What to work on. Starting with the line that contains "Put one marker on each instance of the window" and going on through the end of the material, write out every line again unchanged except the answer coordinates, and increase each of those by 72.
────
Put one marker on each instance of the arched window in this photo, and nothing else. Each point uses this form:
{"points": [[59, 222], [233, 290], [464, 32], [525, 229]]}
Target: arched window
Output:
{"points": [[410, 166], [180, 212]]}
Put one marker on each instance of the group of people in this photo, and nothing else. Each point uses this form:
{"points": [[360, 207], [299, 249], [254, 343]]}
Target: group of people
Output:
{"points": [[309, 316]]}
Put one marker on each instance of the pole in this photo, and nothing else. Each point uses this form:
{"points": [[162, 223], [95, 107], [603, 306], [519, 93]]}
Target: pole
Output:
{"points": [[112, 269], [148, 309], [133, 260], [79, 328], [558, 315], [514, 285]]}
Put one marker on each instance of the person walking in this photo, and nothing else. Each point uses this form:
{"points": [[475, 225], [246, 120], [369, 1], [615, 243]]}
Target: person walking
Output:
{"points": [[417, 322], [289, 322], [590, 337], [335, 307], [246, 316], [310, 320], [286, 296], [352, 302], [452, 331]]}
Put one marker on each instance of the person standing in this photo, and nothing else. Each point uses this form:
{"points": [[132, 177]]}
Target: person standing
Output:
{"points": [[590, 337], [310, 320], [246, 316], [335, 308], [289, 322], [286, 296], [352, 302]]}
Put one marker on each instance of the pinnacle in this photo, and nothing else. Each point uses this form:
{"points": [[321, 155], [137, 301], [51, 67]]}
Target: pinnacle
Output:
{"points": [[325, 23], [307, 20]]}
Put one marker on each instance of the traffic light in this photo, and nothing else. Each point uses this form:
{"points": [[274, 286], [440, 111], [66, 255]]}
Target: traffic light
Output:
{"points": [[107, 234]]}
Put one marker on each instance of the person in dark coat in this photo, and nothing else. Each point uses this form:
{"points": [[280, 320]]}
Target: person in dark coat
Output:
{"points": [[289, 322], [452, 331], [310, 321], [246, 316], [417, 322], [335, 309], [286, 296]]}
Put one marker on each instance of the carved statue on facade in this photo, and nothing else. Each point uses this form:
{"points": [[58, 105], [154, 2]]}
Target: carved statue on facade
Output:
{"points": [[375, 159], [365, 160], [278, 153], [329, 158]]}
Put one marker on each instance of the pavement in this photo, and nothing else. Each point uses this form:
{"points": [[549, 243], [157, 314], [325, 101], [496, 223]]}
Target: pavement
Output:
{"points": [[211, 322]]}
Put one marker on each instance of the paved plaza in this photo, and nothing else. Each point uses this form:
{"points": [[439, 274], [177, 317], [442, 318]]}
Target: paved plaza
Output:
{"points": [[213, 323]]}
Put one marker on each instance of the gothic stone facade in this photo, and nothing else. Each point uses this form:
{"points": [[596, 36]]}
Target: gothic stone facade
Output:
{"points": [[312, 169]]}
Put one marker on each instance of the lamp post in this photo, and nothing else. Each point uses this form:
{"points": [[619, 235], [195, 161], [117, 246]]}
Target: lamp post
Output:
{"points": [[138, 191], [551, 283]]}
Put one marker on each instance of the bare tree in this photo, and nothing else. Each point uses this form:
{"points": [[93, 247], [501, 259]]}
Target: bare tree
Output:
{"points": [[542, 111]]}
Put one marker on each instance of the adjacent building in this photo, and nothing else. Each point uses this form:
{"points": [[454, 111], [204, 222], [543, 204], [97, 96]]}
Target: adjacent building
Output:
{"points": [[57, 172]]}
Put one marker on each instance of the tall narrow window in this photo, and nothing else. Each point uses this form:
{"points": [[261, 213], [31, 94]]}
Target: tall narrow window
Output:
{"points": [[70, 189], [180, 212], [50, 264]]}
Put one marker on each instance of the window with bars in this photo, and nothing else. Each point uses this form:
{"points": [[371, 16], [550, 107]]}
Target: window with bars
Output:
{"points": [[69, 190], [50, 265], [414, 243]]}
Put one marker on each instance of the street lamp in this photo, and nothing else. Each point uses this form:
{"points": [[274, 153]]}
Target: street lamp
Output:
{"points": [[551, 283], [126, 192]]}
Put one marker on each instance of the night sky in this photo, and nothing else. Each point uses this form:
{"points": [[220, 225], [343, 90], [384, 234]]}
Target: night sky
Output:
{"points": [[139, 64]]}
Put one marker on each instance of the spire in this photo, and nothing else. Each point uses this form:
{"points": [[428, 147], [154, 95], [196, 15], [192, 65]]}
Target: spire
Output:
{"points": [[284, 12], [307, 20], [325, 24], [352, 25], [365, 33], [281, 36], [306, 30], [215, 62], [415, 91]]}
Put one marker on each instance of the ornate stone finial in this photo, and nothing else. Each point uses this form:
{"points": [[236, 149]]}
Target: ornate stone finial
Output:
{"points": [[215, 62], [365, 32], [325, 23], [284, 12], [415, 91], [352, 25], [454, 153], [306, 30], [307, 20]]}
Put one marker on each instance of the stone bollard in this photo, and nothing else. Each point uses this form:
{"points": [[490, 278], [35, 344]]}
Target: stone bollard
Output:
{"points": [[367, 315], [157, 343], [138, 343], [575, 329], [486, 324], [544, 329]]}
────
Problem solution.
Put one marker on each instance of the window with bars in this photo, and nothing else. Each point uses this form:
{"points": [[371, 16], [550, 107]]}
Target: window with bars
Output:
{"points": [[141, 262], [122, 337], [486, 315]]}
Put one marker on each instance of the street lamp in this photo, and nothing else. Each point uses this form:
{"points": [[274, 153]]}
Target: street lamp
Output:
{"points": [[623, 355], [198, 264]]}
Put one marker on each instance of the night sky in this photo, and nothing else. Each point uses this form:
{"points": [[220, 225], [343, 90], [384, 234]]}
Target: night sky
Output:
{"points": [[211, 136]]}
Put one marker on each instance of the spire in this photo, and nothing else. Each point uses this form:
{"points": [[428, 147], [154, 95], [196, 15], [192, 65]]}
Target: spire
Output:
{"points": [[356, 84], [379, 92], [397, 96], [424, 97], [437, 105], [353, 108], [378, 102], [287, 134], [487, 163]]}
Put one marker on each instance of the ornate stone finial in this photo, and nothing else. Each point uses this form:
{"points": [[236, 149]]}
Target: ornate stone finial
Output:
{"points": [[287, 134], [437, 104], [397, 95], [356, 84], [487, 163], [424, 97], [526, 225], [378, 102], [379, 92]]}
Put one marker on each instance of the stone bollard in this photo, and nothing else. Each point uses this form:
{"points": [[490, 278], [35, 344]]}
Target: stone bollard
Output:
{"points": [[439, 387], [229, 415], [210, 415], [647, 401], [558, 396], [616, 401]]}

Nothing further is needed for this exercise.